What you should do: Please output the cycling journal entry below word for word, in full.

>> START Text passage

Day 2: 150+ miles, 10.5 hours, 8:am to 8:10pm with stops.
Wednesday, Day 3, Utica to Rochester est. distance 130 miles, departure 8:40am:
Wife estimated distance at 120 miles on mapquest, so I figured 130. I took advantage of the continental breakfast and left full with extra food and two cocktails of Orange Juice, ice and water to go - plus plenty of caffeine - late, but there would be no stops. Utica went quick and I was back out into the rolling hills again. Then the bad part; Syracuse. Stop lights, traffic, like cycling through Boston. Light every 75 yards. I eventually started to blow through them, just to end up screwed up again and had to divert the route because of highway. I rolled by an Italian pizza place and felt hungry. For the last two days the stomach had been off, no appetite at all, so I figured this might be a good sign and stopped. I got redirected back out on the bike - a little bit of rain 2 or 3 times, but the feet are still dry. I was going to make it today or bust, and felt strong. Stayed with Route 5 because I thought there wasn't going to be many hills, but it turned out to be very hilly in the finger lakes area. Seneca Falls: stopped at a cafe for more caffeine and it is now raining again and not looking good. I cycle off, later to be cut off by a massive thunderstorm. I'm out in the corn fields of upper state NY and can see this thing from a long way. It is big and angry; puffy white clouds with a flattened top, massive bolts of lightning 3 or 4 at a time in the middle and what looked to be a black curtain on the bottom. It was impressive. There is no way I am riding into this thing. I checked the map and opted to ride directly north. I actually ride away from this thing and continue down Route 31 due west. I have added distance, but once again get lucky and would sail the rest of the way arriving around 7:15 pm to cheering family, immediately bathe and start drinking - and celebrate!

>> END Text passage
>> START Material provided

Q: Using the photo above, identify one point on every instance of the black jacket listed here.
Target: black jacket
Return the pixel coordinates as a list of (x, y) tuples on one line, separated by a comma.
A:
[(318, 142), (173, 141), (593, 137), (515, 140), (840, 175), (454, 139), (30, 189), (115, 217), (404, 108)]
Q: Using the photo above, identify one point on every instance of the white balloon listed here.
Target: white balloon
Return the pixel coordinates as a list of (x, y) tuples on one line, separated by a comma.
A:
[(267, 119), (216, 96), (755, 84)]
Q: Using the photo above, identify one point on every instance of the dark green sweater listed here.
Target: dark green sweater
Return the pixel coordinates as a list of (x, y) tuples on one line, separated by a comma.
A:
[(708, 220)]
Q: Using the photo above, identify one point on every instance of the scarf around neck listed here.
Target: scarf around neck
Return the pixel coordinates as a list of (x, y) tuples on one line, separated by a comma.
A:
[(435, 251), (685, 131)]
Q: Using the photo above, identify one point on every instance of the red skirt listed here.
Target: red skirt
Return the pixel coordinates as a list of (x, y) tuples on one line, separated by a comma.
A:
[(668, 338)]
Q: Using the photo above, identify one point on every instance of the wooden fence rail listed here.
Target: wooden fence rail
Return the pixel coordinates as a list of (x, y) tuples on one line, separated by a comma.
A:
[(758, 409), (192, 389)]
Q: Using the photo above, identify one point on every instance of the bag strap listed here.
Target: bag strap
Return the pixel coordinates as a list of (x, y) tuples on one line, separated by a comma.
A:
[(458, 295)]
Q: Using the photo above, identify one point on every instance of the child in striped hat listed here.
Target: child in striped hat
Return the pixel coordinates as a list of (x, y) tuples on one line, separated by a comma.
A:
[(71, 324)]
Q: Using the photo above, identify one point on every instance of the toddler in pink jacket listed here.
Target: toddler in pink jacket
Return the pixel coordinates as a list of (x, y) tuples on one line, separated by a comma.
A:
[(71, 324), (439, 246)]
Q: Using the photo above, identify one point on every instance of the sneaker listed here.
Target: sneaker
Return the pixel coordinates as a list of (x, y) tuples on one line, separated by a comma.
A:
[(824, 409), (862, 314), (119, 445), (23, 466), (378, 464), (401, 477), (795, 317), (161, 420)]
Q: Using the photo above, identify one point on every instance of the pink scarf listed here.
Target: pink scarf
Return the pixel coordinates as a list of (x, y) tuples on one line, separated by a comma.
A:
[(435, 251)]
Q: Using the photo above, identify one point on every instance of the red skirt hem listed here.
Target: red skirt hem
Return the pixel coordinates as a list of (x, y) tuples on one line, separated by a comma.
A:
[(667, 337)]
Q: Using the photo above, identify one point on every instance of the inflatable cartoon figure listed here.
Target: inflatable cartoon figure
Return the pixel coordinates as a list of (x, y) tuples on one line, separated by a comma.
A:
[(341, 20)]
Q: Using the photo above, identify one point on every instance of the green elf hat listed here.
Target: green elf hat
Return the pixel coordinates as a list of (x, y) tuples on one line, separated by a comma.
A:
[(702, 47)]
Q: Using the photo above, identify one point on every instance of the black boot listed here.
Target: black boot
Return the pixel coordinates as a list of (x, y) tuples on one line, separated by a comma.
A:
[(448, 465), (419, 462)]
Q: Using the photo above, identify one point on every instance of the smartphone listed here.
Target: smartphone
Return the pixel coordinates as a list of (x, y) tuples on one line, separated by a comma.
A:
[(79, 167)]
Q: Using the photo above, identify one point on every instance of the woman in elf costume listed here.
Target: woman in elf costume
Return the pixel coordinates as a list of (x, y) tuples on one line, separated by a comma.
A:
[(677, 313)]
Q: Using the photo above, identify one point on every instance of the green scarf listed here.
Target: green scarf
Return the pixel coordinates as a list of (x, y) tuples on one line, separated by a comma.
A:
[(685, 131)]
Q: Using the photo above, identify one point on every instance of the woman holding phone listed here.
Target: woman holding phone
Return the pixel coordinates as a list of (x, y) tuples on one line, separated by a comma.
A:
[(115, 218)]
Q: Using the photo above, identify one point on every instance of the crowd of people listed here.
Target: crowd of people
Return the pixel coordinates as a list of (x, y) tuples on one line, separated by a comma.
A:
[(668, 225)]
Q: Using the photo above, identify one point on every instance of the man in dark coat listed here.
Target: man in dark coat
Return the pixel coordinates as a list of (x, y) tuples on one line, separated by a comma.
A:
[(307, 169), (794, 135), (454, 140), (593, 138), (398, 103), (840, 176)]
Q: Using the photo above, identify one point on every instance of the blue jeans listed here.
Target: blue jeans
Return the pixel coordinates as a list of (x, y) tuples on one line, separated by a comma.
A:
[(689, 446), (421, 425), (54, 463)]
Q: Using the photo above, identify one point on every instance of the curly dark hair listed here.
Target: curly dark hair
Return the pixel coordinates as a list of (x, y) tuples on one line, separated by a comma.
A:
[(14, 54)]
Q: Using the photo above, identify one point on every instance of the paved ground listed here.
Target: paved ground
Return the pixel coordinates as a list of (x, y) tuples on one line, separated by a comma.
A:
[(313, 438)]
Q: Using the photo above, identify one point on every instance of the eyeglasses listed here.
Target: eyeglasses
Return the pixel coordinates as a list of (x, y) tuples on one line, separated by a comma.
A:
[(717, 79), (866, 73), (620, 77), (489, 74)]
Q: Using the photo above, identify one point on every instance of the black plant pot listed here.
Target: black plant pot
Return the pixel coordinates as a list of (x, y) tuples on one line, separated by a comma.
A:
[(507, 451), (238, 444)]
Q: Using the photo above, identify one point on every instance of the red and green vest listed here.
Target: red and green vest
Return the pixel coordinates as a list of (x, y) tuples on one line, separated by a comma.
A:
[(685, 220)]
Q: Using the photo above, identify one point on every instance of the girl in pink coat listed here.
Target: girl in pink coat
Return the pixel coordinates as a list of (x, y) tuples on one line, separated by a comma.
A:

>> END Material provided

Reply to the task:
Day 2: 150+ miles, 10.5 hours, 8:am to 8:10pm with stops.
Wednesday, Day 3, Utica to Rochester est. distance 130 miles, departure 8:40am:
Wife estimated distance at 120 miles on mapquest, so I figured 130. I took advantage of the continental breakfast and left full with extra food and two cocktails of Orange Juice, ice and water to go - plus plenty of caffeine - late, but there would be no stops. Utica went quick and I was back out into the rolling hills again. Then the bad part; Syracuse. Stop lights, traffic, like cycling through Boston. Light every 75 yards. I eventually started to blow through them, just to end up screwed up again and had to divert the route because of highway. I rolled by an Italian pizza place and felt hungry. For the last two days the stomach had been off, no appetite at all, so I figured this might be a good sign and stopped. I got redirected back out on the bike - a little bit of rain 2 or 3 times, but the feet are still dry. I was going to make it today or bust, and felt strong. Stayed with Route 5 because I thought there wasn't going to be many hills, but it turned out to be very hilly in the finger lakes area. Seneca Falls: stopped at a cafe for more caffeine and it is now raining again and not looking good. I cycle off, later to be cut off by a massive thunderstorm. I'm out in the corn fields of upper state NY and can see this thing from a long way. It is big and angry; puffy white clouds with a flattened top, massive bolts of lightning 3 or 4 at a time in the middle and what looked to be a black curtain on the bottom. It was impressive. There is no way I am riding into this thing. I checked the map and opted to ride directly north. I actually ride away from this thing and continue down Route 31 due west. I have added distance, but once again get lucky and would sail the rest of the way arriving around 7:15 pm to cheering family, immediately bathe and start drinking - and celebrate!